I have data with columns "ID" and "value" in which ID might be repeated. I would like to find all rows which have duplicate IDs and just keep the one with the higher value.
mydf <- data.frame(ID = c(1,2,2,3,4), value = c(5, 8, 20, 18,15))
I am working w dplyr. So far I can find the duplicates
find_dup <- function(dataset, var) {
dataset %>% group_by({{var}}) %>% filter(n() >1) %>% ungroup %>% arrange({{var}})
}
find_dup(mydf, ID)
But am having trouble with the replace step, not sure how to "point to" the larger value. Hoping to stay with a tidyverse solution for now if possible. Any thoughts welcome, Thx!

## Stated problem A:
In the duplicate-ID post, what two values does mydf hold for ID 2?
## Stated problem B:
Write the next part of the duplicate-ID post, picking up after its final sentence.

## Entries provided:
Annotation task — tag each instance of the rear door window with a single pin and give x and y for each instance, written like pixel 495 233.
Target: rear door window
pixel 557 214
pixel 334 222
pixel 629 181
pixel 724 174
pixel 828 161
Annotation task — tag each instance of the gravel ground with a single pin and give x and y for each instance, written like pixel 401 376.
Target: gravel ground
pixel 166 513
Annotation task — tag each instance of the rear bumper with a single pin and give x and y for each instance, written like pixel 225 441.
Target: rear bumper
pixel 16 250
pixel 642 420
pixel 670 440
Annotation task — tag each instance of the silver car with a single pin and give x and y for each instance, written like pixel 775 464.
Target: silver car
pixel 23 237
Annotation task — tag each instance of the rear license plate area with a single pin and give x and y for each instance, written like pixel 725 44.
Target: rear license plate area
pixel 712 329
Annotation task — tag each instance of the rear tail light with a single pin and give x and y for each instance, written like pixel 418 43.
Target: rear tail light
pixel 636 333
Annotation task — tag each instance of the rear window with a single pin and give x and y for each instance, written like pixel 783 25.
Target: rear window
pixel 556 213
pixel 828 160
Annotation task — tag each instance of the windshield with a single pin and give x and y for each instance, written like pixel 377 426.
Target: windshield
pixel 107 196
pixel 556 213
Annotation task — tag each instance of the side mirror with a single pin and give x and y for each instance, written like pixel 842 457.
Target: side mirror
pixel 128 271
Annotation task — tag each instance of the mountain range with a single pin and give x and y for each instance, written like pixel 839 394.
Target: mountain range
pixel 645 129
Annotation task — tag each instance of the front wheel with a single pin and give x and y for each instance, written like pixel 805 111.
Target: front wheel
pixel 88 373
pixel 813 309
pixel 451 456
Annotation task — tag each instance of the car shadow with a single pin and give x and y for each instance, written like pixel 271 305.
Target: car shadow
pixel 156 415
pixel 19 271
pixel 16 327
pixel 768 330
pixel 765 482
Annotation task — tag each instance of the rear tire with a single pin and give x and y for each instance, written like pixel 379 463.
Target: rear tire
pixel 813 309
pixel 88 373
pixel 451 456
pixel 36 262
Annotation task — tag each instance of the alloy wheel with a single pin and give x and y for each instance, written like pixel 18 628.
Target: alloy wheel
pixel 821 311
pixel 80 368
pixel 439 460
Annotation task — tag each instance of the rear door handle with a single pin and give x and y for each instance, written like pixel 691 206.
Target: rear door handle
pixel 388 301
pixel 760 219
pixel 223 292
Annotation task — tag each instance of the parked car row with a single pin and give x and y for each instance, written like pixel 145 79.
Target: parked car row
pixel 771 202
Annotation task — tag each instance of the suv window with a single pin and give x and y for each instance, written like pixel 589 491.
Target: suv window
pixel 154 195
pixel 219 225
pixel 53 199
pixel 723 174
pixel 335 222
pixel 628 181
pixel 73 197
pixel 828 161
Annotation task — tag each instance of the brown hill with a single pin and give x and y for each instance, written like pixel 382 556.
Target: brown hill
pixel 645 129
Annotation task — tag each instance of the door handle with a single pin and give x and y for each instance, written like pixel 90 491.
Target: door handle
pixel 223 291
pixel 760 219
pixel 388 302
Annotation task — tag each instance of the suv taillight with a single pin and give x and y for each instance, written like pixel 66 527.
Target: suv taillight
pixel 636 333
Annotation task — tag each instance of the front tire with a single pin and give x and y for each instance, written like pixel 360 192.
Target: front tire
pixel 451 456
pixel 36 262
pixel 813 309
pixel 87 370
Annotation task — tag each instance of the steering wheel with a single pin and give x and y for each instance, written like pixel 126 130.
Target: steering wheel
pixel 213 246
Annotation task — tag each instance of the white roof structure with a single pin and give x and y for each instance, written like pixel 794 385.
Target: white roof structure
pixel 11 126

---

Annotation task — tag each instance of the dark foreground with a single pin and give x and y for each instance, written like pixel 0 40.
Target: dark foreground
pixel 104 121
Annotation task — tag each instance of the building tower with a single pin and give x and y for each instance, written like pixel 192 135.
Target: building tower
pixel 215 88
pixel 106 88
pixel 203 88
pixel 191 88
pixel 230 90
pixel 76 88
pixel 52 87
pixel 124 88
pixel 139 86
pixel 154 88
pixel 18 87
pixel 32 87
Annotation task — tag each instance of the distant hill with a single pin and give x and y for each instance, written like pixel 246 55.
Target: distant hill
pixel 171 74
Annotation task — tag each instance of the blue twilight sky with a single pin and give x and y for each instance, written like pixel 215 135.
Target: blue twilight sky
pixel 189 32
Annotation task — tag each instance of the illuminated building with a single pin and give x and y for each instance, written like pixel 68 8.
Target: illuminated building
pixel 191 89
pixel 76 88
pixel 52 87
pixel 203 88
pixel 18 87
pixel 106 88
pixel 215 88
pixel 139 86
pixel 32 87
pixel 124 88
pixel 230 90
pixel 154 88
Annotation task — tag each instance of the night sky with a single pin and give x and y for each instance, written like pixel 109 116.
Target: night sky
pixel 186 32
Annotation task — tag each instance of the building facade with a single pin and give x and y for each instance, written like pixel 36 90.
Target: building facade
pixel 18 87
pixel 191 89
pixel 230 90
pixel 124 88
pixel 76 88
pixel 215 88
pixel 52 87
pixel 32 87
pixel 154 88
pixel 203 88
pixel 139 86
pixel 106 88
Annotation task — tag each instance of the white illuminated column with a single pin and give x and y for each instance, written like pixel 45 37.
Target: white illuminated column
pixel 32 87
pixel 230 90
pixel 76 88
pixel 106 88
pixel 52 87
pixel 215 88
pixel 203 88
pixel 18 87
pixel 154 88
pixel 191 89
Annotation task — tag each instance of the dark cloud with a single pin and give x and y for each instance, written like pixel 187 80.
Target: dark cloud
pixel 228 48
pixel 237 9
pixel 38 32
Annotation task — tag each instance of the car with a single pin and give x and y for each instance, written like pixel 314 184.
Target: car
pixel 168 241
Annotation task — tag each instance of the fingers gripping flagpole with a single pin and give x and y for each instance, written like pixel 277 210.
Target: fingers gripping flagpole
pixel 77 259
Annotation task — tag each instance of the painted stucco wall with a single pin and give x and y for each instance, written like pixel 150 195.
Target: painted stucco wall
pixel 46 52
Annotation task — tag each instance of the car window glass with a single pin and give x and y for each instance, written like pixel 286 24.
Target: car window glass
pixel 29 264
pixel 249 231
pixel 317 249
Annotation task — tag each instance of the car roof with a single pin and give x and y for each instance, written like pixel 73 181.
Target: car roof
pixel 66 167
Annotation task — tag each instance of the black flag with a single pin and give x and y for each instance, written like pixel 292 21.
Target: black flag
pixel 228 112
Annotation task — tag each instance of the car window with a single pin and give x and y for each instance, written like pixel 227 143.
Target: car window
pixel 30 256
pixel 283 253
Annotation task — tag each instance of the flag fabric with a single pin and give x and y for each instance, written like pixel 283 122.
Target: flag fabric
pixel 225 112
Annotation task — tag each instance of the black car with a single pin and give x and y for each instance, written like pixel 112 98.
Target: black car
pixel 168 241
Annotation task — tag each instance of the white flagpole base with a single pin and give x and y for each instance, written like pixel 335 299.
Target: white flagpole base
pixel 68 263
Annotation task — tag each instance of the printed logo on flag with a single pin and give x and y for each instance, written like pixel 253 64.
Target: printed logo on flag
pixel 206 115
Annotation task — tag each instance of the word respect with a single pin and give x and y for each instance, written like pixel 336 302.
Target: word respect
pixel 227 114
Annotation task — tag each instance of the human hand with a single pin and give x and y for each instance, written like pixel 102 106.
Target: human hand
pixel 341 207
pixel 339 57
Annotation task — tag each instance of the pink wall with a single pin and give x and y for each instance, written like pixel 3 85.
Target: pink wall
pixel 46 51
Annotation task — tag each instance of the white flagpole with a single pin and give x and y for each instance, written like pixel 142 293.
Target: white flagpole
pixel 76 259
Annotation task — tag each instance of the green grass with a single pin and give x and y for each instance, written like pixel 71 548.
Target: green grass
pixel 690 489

## Exercise output A:
8 and 20

## Exercise output B:
>Solution :
Rather than specifically identifying and removing duplicates, you could group_by ID and slice_max the top value in each group.
library(dplyr)
mydf <- data.frame(ID = c(1, 2, 2, 3, 4), value = c(5, 8, 20, 18, 15))
mydf %>%
group_by(ID) %>%
slice_max(value, n = 1) %>%
ungroup()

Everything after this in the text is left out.